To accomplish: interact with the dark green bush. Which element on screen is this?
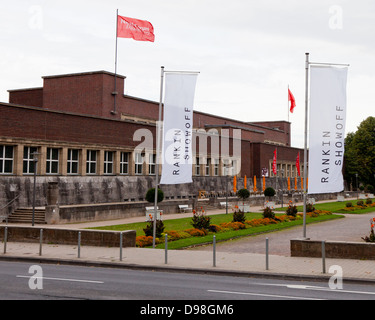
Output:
[262,207,275,219]
[143,220,165,238]
[232,211,246,223]
[145,188,164,203]
[264,187,276,197]
[237,189,250,201]
[285,203,298,217]
[306,203,315,212]
[357,200,364,207]
[191,213,211,230]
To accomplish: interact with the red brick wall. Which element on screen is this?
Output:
[0,104,155,147]
[9,88,43,107]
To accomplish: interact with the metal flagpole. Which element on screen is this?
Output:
[111,9,118,114]
[152,67,164,248]
[303,53,309,238]
[303,53,349,239]
[286,84,289,122]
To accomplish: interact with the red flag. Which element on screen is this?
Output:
[288,88,296,113]
[117,16,155,42]
[296,152,301,176]
[272,149,277,175]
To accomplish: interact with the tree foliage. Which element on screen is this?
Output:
[344,117,375,188]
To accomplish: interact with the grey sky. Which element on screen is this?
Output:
[0,0,375,147]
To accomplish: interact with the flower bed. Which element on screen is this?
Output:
[136,210,332,247]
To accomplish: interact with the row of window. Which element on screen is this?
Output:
[0,145,237,176]
[0,145,137,175]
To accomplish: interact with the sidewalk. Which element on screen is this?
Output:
[0,242,375,283]
[0,200,375,283]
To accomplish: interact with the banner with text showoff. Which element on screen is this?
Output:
[160,73,198,184]
[308,66,348,194]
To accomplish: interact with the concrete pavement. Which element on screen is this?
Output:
[0,201,375,284]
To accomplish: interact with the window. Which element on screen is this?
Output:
[204,159,211,176]
[214,159,220,176]
[46,148,59,174]
[120,152,129,174]
[195,157,201,176]
[66,149,79,174]
[148,154,156,175]
[22,147,38,174]
[104,151,113,174]
[134,153,143,174]
[0,146,13,174]
[86,150,97,174]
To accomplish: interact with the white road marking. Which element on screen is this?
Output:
[207,290,324,300]
[257,283,375,295]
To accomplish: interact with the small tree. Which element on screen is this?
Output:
[146,188,164,203]
[237,188,250,204]
[143,220,165,238]
[264,187,276,198]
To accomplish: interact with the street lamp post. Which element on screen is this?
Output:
[355,173,359,200]
[224,163,231,214]
[31,152,40,226]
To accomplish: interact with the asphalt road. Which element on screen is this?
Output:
[192,212,375,256]
[0,262,375,302]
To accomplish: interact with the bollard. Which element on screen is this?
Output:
[4,227,8,254]
[322,240,326,273]
[213,236,216,267]
[266,238,269,270]
[39,229,43,256]
[120,232,122,261]
[78,232,81,258]
[164,234,168,264]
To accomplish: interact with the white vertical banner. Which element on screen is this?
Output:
[308,66,348,194]
[160,73,198,184]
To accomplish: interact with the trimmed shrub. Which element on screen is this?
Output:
[191,213,211,230]
[145,188,164,203]
[285,201,298,217]
[262,207,275,219]
[357,200,364,207]
[143,220,165,238]
[232,211,246,223]
[237,188,250,201]
[264,187,276,197]
[184,228,207,237]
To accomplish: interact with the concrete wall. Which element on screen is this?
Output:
[290,239,375,260]
[0,225,136,247]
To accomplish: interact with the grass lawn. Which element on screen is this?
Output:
[275,199,375,214]
[92,212,343,249]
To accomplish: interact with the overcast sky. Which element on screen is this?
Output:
[0,0,375,147]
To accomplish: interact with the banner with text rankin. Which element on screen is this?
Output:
[160,73,198,184]
[308,66,348,194]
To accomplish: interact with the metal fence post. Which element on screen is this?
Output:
[266,238,269,270]
[213,236,216,267]
[164,234,168,264]
[322,240,326,273]
[39,229,43,256]
[78,231,81,258]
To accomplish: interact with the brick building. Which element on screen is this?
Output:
[0,71,303,209]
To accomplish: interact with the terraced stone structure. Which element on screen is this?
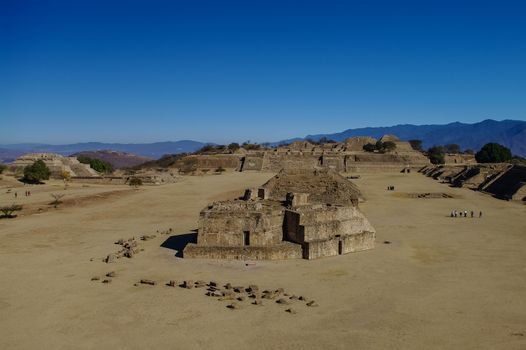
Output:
[171,135,430,173]
[420,163,526,203]
[183,169,375,260]
[13,153,100,179]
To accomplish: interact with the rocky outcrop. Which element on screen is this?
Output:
[184,169,375,260]
[13,153,100,179]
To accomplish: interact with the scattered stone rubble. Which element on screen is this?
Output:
[102,228,173,264]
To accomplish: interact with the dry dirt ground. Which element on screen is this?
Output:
[0,173,526,350]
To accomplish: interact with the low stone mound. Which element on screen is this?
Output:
[262,168,363,205]
[345,136,376,152]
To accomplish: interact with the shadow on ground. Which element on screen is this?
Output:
[161,230,197,258]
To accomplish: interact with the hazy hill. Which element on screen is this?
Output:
[285,119,526,157]
[72,150,152,169]
[0,140,205,159]
[0,148,25,163]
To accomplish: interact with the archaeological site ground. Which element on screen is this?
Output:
[0,139,526,349]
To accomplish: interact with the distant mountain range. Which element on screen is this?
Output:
[0,140,205,162]
[0,119,526,162]
[72,151,152,169]
[275,119,526,157]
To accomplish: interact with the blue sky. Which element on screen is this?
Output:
[0,0,526,144]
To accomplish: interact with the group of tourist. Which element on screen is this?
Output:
[451,209,482,218]
[14,191,31,198]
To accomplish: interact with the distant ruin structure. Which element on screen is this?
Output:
[171,135,430,172]
[420,163,526,203]
[12,153,100,179]
[183,168,375,260]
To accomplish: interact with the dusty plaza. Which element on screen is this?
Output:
[0,172,526,349]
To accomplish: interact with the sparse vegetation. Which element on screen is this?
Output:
[0,204,22,219]
[227,142,241,152]
[22,159,51,184]
[50,193,64,208]
[242,141,261,151]
[409,140,422,152]
[128,177,142,188]
[444,143,460,154]
[363,141,396,153]
[475,142,512,163]
[77,156,113,174]
[427,146,446,164]
[511,156,526,165]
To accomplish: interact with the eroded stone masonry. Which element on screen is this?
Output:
[183,168,375,260]
[176,135,430,172]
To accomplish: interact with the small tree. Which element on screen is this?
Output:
[129,177,142,188]
[427,146,445,164]
[50,193,64,208]
[318,136,336,145]
[363,143,376,152]
[22,159,51,183]
[380,141,396,152]
[475,142,511,163]
[444,143,460,154]
[409,140,422,152]
[228,142,241,152]
[77,156,113,174]
[0,204,22,219]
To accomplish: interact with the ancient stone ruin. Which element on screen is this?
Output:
[183,168,375,259]
[171,135,430,173]
[420,163,526,203]
[13,153,100,179]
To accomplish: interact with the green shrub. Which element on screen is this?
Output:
[427,146,446,164]
[128,177,142,188]
[77,156,113,174]
[22,159,51,183]
[475,142,511,163]
[409,140,422,152]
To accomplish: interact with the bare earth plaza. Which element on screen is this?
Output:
[0,140,526,349]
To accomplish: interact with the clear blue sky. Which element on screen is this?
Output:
[0,0,526,144]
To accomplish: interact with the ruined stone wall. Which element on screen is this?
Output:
[483,165,526,199]
[444,154,477,165]
[341,231,376,254]
[183,242,303,260]
[303,238,339,260]
[197,201,283,246]
[511,182,526,202]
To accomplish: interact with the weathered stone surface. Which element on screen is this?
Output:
[306,300,318,307]
[139,279,157,286]
[184,169,375,260]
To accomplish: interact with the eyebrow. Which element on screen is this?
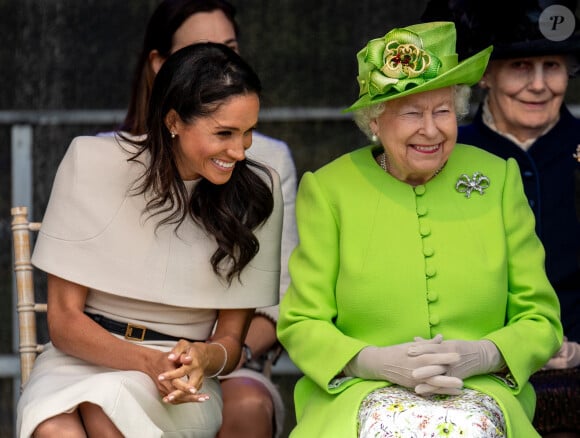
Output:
[217,123,258,131]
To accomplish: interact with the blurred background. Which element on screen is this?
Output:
[0,0,580,438]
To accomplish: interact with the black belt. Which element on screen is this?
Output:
[85,312,203,342]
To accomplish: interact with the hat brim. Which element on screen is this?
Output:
[491,34,580,59]
[342,46,493,113]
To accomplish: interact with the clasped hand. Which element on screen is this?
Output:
[344,335,503,395]
[544,337,580,370]
[158,339,209,404]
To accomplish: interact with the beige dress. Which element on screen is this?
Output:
[17,137,282,437]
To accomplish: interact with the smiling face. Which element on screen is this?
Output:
[370,87,457,185]
[166,93,260,185]
[483,55,568,141]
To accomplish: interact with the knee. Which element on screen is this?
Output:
[223,379,274,421]
[32,413,82,438]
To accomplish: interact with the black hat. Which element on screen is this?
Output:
[421,0,580,59]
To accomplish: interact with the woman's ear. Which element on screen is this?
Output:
[164,109,181,135]
[149,50,165,74]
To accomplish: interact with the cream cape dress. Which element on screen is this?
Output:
[17,137,282,437]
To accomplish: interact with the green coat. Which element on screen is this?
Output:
[278,145,562,438]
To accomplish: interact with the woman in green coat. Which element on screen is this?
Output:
[278,22,562,438]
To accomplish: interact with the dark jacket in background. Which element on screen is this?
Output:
[458,106,580,342]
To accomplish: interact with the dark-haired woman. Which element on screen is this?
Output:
[17,43,282,437]
[121,4,298,438]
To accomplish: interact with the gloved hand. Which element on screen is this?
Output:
[409,339,505,379]
[544,338,580,370]
[344,335,463,388]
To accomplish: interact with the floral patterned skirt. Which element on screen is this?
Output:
[358,385,505,438]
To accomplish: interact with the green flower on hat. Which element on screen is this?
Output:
[357,29,441,97]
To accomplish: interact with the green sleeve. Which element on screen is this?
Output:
[486,159,563,392]
[277,173,367,392]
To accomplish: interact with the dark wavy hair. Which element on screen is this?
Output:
[120,0,239,135]
[120,43,274,284]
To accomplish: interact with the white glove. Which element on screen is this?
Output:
[409,339,505,379]
[544,338,580,370]
[344,335,463,388]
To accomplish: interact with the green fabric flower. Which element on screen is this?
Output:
[357,29,441,97]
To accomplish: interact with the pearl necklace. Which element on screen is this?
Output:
[379,152,447,179]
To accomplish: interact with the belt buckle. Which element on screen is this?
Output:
[125,323,147,342]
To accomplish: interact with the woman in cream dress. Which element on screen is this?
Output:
[17,43,282,437]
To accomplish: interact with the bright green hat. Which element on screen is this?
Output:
[344,21,492,112]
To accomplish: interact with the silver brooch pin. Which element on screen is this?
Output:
[455,172,490,198]
[572,144,580,163]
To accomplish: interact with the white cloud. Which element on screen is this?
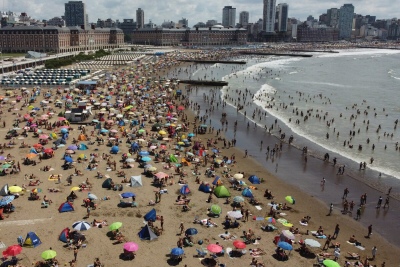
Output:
[4,0,400,25]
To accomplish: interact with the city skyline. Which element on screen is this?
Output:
[1,0,400,26]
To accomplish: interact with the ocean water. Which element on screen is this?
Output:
[179,49,400,179]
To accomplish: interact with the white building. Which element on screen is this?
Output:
[222,6,236,28]
[239,11,249,28]
[263,0,276,33]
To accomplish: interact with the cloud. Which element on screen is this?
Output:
[4,0,400,25]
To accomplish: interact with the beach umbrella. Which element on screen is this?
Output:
[322,260,340,267]
[278,241,293,250]
[282,230,295,240]
[72,221,90,231]
[185,228,198,235]
[0,196,15,207]
[121,192,136,198]
[233,196,244,203]
[41,249,57,260]
[265,217,276,224]
[124,242,139,252]
[171,248,185,256]
[233,240,246,249]
[3,245,22,257]
[210,205,222,215]
[227,210,243,219]
[207,244,222,253]
[8,185,22,194]
[88,193,98,200]
[285,196,296,204]
[142,157,151,162]
[304,238,321,248]
[108,222,122,231]
[233,173,243,179]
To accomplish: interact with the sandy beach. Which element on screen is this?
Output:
[0,48,400,266]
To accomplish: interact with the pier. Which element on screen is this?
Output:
[178,59,247,65]
[179,80,228,86]
[239,51,312,57]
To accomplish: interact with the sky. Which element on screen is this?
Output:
[0,0,400,26]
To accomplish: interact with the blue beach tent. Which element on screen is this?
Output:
[249,175,260,184]
[24,232,42,248]
[144,209,157,222]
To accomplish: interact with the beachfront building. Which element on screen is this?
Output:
[263,0,276,33]
[0,26,124,53]
[239,11,249,28]
[292,24,339,43]
[132,27,247,46]
[339,4,354,40]
[276,3,289,32]
[222,6,236,28]
[136,8,144,29]
[64,1,88,27]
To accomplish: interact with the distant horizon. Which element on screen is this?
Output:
[0,0,400,27]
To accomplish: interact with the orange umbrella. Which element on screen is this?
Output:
[26,153,37,159]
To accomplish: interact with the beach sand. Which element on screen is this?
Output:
[0,50,400,266]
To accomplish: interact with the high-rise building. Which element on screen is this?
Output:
[65,1,88,27]
[136,8,144,29]
[339,4,354,40]
[263,0,276,33]
[222,6,236,28]
[326,8,339,28]
[276,3,289,32]
[239,11,249,28]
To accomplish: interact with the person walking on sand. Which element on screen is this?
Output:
[367,224,372,238]
[371,246,378,260]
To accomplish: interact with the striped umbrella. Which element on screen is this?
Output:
[72,221,90,231]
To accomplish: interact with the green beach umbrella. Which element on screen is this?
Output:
[41,249,57,260]
[109,222,122,231]
[285,196,296,204]
[322,260,340,267]
[210,205,222,215]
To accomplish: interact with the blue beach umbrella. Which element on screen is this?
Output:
[278,241,293,250]
[121,192,136,198]
[171,248,185,256]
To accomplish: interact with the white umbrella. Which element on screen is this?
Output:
[227,210,243,219]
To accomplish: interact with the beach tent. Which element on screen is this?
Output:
[242,187,254,197]
[0,184,8,197]
[78,134,87,141]
[58,201,74,212]
[101,178,112,189]
[214,185,231,197]
[58,228,69,243]
[169,154,178,163]
[24,232,42,248]
[78,143,88,150]
[199,184,211,193]
[110,146,119,154]
[131,175,143,187]
[179,184,190,195]
[138,224,158,240]
[249,175,260,184]
[212,176,222,186]
[143,209,157,222]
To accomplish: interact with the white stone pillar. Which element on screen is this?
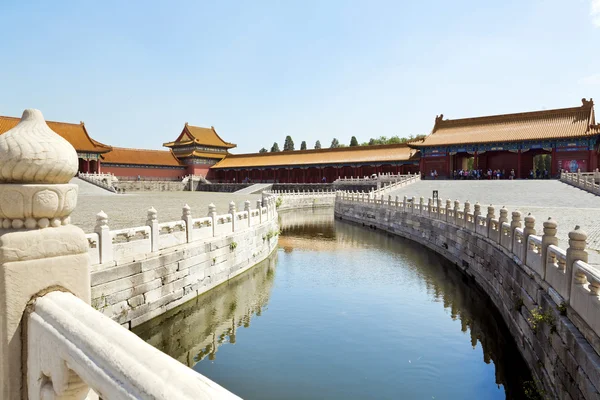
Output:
[146,207,160,252]
[256,200,262,224]
[485,204,500,241]
[181,204,194,243]
[94,211,114,264]
[565,225,588,303]
[229,201,237,232]
[244,200,252,227]
[208,203,217,237]
[454,200,461,226]
[0,109,91,400]
[542,217,558,280]
[519,213,535,264]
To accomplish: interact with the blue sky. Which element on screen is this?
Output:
[0,0,600,152]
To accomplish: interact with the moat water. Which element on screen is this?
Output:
[134,210,531,400]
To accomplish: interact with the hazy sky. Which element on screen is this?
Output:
[0,0,600,153]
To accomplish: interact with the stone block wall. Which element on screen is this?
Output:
[335,198,600,399]
[91,218,279,328]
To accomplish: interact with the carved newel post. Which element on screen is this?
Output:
[542,217,558,279]
[208,203,217,237]
[0,109,90,400]
[146,207,160,252]
[181,204,194,243]
[565,225,588,302]
[229,201,237,232]
[244,200,252,226]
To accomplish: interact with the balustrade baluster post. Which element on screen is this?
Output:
[485,204,498,241]
[181,204,194,243]
[94,211,114,264]
[454,200,460,226]
[146,207,160,252]
[208,203,217,237]
[244,200,252,227]
[541,217,558,280]
[565,225,588,303]
[519,213,536,265]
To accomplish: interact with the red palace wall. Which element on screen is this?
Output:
[421,156,449,177]
[102,164,187,179]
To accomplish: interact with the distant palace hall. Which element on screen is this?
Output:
[0,99,600,183]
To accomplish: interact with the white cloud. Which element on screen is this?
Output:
[590,0,600,28]
[579,74,600,85]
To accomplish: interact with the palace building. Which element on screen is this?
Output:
[0,99,600,183]
[211,144,419,183]
[0,116,112,172]
[410,99,600,178]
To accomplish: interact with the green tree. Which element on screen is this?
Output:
[283,135,294,151]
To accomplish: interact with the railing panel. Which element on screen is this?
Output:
[546,244,571,299]
[158,221,187,250]
[191,217,212,241]
[85,233,100,265]
[110,226,152,261]
[215,214,233,236]
[570,261,600,335]
[26,291,239,400]
[500,222,512,251]
[512,228,525,262]
[475,215,488,237]
[525,235,546,277]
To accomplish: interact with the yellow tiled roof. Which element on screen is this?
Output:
[0,116,111,153]
[163,122,236,149]
[411,99,598,148]
[212,144,418,169]
[103,147,181,167]
[176,150,227,160]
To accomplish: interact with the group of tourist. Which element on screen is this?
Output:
[452,168,516,180]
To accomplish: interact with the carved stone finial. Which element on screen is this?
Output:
[0,109,78,229]
[0,109,78,183]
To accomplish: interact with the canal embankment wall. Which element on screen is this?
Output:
[263,190,335,211]
[86,197,279,329]
[335,193,600,399]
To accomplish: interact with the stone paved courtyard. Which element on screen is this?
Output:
[71,180,261,233]
[391,180,600,265]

STATED PROBLEM: Print the lines above, from the first one through the line holding "[272,149,277,175]", both included. Omit the pictures.

FINISHED TASK:
To accomplish: interact with the dark green bush. Which element on screen is this?
Output:
[262,207,275,219]
[143,220,165,238]
[232,211,246,223]
[145,188,164,203]
[264,187,276,197]
[237,189,250,201]
[285,203,298,217]
[306,203,315,212]
[357,200,364,207]
[191,213,211,230]
To accomplish: interact with the red brick wall. Which element on screen is this?
Output:
[0,104,155,147]
[9,88,43,107]
To accomplish: interact with the metal flagpole. Which element on screen is this?
Output:
[111,9,118,114]
[152,67,164,248]
[303,53,309,238]
[303,53,349,239]
[286,84,289,122]
To accomplish: interact with the red flag. Which element on screen is this?
Output:
[288,88,296,113]
[117,16,155,42]
[296,152,301,176]
[272,149,277,175]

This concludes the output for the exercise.